*** Input data ***

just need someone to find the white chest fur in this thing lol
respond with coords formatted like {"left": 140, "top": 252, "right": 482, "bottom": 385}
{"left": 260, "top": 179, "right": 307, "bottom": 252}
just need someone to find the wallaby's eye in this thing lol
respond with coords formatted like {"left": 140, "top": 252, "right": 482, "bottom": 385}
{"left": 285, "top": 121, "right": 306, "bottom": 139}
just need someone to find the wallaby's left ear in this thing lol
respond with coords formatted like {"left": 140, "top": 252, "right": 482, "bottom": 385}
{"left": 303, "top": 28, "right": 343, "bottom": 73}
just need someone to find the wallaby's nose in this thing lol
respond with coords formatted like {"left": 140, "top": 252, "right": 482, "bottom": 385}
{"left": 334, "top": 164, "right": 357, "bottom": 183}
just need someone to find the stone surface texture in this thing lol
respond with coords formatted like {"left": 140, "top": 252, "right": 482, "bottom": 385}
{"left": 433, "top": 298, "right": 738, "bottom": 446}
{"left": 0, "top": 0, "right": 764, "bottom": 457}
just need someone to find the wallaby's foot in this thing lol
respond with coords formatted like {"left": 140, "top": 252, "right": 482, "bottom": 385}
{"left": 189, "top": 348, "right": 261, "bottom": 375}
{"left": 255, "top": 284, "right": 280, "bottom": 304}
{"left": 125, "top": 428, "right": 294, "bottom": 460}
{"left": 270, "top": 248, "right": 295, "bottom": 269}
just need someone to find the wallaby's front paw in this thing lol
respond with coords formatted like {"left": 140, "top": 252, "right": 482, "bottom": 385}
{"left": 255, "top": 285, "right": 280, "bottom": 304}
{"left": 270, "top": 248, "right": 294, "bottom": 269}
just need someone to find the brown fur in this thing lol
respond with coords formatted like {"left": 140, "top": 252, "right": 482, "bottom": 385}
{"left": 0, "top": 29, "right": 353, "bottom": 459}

*** End of Input data ***

All lines above containing the string "wallaby": copy each one.

just need someone to find the wallaby's eye in this thing lol
just need someone to find the wallaby's left ear in this thing lol
just need someone to find the wallaby's nose in this thing lol
just need someone to find the wallaby's foot in this thing lol
just need someone to find the wallaby's front paw in this thing lol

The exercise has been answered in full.